La construction proprement dite fut entreprise en 1869. Des barres de fer furent implantées dans les trous et l’on maçonna en petits moellons bruts et ciment à prise rapide ; son emploi était indispensable, car on travaillait au milieu des lames qui se brisent sur la roche et parfois arrachaient des mains de l’ouvrier la pierre qu’il se disposait à placer. Un marin expérimenté, adossé contre une pointe du rocher, était au guet et l’on se hâtait de maçonner quand il annonçait une accalmie, de se cramponner quand il annonçait l’arrivée d’une grosse lame. Plus de la moitié de la base du phare a été fondée à 1m,50 seulement au-dessus des plus basses mers ; c’est ce qui a rendu les difficultés tout à fait exceptionnelles.

**DONNÉES FOURNIES**

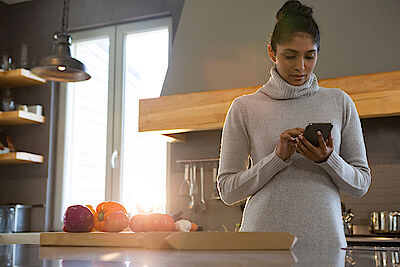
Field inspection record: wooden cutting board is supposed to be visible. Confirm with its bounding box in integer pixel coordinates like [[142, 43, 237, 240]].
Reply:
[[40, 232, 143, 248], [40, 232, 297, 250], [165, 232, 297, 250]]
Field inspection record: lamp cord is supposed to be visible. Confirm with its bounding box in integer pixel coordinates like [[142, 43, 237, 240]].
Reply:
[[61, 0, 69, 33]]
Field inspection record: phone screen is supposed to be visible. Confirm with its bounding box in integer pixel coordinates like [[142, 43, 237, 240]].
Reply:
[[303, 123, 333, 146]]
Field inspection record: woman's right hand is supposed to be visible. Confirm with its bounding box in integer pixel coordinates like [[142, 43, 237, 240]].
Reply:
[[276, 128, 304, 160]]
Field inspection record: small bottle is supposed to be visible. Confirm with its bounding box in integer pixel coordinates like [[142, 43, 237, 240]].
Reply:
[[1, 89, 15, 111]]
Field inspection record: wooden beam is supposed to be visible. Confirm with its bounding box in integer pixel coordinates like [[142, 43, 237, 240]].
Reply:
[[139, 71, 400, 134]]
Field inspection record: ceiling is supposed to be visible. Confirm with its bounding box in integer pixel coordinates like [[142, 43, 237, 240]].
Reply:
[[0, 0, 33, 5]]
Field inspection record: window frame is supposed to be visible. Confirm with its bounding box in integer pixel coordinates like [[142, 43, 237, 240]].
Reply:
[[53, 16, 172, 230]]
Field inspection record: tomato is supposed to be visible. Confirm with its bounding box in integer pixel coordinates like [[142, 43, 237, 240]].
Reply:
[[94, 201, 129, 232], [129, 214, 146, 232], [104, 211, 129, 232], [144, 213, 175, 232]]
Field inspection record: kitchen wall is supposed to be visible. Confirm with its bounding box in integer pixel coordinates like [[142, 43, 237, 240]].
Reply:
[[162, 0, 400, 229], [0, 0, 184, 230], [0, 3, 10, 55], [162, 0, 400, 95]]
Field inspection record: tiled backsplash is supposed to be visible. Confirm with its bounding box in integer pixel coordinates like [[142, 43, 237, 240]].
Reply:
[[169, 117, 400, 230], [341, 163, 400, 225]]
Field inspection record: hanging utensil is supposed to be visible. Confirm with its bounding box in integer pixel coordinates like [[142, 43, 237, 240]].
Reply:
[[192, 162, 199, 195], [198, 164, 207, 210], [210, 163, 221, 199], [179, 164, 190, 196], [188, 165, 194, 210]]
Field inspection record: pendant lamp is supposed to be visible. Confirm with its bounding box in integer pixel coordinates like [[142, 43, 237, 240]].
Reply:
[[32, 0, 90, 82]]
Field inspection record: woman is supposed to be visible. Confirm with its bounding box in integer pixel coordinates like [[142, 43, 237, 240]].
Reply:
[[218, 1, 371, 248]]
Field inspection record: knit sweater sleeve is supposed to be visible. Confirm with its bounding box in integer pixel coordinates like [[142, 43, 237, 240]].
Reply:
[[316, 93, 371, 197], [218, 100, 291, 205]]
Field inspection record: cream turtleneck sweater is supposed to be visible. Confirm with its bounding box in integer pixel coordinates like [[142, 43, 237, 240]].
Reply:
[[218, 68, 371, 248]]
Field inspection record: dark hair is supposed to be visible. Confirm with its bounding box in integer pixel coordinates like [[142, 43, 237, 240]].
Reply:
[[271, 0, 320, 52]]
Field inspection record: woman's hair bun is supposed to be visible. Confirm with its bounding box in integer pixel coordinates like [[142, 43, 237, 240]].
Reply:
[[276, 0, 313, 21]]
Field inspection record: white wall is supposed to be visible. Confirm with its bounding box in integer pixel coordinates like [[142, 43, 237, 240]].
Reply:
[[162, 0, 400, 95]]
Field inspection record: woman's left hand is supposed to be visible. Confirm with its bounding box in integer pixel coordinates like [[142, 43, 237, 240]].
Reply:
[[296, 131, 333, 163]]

**À FAIRE**
[1] Selon l'extrait sur la construction du phare, en quelle année les travaux proprement dits furent-ils entrepris ?
[2] Rédigez la suite de l'extrait sur la construction du phare, à partir de sa dernière phrase.
Ce matériel provient d'une autre source que l'extrait.

**LES RÉPONSES**
[1] En 1869.

[2]
Les ouvriers, le conducteur, l’ingénieur, M. Cahen, qui encourageait toujours les travailleurs par sa présence, étaient tous munis de ceintures de sauvetage. Toutes les fois que l’état exceptionnel de la mer présentait quelques chances de débarquement, une petite chaloupe à vapeur, portant le personnel et les matériaux, partait de l’île de Sein, de manière à arriver en vue de l’écueil quatre heures après la pleine mer, mais on ne trouvait pas toujours le calme sur lequel on comptait et la journée était perdue. Quand on pouvait débarquer, on transbordait les matériaux de construction dans les canots d’accostage, et c’est à la main qu’on les déposait sur la roche. Il s’ensuivait que moellons en granit de Kersanton et sacs de ciment devaient être assez petits pour être portés par une personne.

Exécutées dans de semblables conditions, on ne peut s’étonner que les maçonneries du soubassement reviennent à près de mille francs le mètre cube.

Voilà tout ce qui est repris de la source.